Point localization data:
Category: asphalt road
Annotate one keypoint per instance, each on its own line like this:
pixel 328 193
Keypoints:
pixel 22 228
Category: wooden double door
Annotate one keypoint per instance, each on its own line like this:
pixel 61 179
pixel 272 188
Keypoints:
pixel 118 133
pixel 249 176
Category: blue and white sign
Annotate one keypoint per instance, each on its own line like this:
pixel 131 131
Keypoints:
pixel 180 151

* * *

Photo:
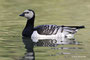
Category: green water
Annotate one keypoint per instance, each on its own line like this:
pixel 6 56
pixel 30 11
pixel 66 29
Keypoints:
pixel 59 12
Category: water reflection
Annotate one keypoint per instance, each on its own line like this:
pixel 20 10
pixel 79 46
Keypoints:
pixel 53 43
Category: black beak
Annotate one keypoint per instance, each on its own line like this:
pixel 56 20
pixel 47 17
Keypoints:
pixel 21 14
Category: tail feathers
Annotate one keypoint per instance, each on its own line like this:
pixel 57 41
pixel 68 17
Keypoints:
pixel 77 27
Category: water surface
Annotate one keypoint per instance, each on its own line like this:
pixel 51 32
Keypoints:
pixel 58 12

### The problem:
Of the lines above, show those in which "water" appears.

### Solution to the exercise:
Category: green water
Category: water reflection
Category: water surface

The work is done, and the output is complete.